● **PROVIDED TEXT**
☆ ☆ ☆

Autumn and Spring are usually pretty tolerable. We have folding glass doors on the east and west sides of an open-plan downstairs. So you can just open the place up and it'll be around mid to high 20s.

Summer (which has gotten longer over the past few decades here) is a different story. Low to mid 30s by 8am is your norm. So it takes some managing - as does the relationship I have with my sister, who I live with.

So, with some patience on my part, she finally came home one hot lunch and commented on how much cooler downstairs was. That was the opportunity I'd been waiting for (growing up in the tropics, we lived in a place on stilts, so she's bred with "open it all up for air-flow" as her norm).

When we moved in, I paid for the insulation lined-total blockout curtains down both the east and west opening doors. When it's hot (which is a lot), it's a case of closing up the doors and blinds on the east side of the house till the sun has gone over at lunch, then switching sides - opening up the east side, and closing up the west side. If there's any breeze it will set in mid-afternoon, at which point you can usually open up both sides.

An overhead fan, with that system (we do have glass on the doors which is pretty high-tech, temperature and shatter wise, which is now building standard here), will reliably keep the place around 5 degrees cooler than outside, sometimes more on a hot, still day.

Late summer, when it's high 30s? There's not much can be done beyond sticking a standing oscillator fan directly in front of you wherever you go. Most people either retreat to a water park or somewhere air-conditioned (possibly the only benefit of indoor shopping centres!).

I seem to recall reading that we have some of the highest electricity prices in the world in Australia (which makes no logical sense). But moving around the country, housing design varies substantially to make the most of the climate so that anywhere along the eastern seaboard (where most of the population lives), air-conditioning in modern housing is really only something that you should need during the short periods of extreme temps.

Of course, places like hospitals and nursing homes need to be air-conditioned year round. With the sustainability measures that each of the states have signed up to here (you'll have to excuse our Federal Government for not quite coming to the Paris Agreement party just yet - technically it shouldn't matter since the States have all made their commitments individually), air-conditioned classrooms are being expanded in our 'burbs to become the norm, because schools are transitioning to sustainable energy sources and zero net emissions targets.

20 years ago? Air-conditioned homes used to cause city-wide blackouts on hot days in our major cities. Fortunately, this is less and less of a problem as more people get with the program, and better housing design is trickling into becoming more common.

☆ ☆ ☆

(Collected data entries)

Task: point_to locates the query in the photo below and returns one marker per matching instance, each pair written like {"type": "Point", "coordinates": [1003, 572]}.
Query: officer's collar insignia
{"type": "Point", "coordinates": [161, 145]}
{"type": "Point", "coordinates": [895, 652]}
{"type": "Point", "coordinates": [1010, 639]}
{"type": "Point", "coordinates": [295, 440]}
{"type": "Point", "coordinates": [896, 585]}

☆ ☆ ☆

● **TASK REQUIREMENTS**
1. Duplicate the passage from the text on keeping a house cool, starting at "Summer (which has" and ending at "I live with.".
2. In the text on keeping a house cool, how much cooler than outside does the overhead fan with that system reliably keep the place?

● **ANSWERS BELOW**
1.
Summer (which has gotten longer over the past few decades here) is a different story. Low to mid 30s by 8am is your norm. So it takes some managing - as does the relationship I have with my sister, who I live with.

2. Around 5 degrees cooler, sometimes more on a hot, still day.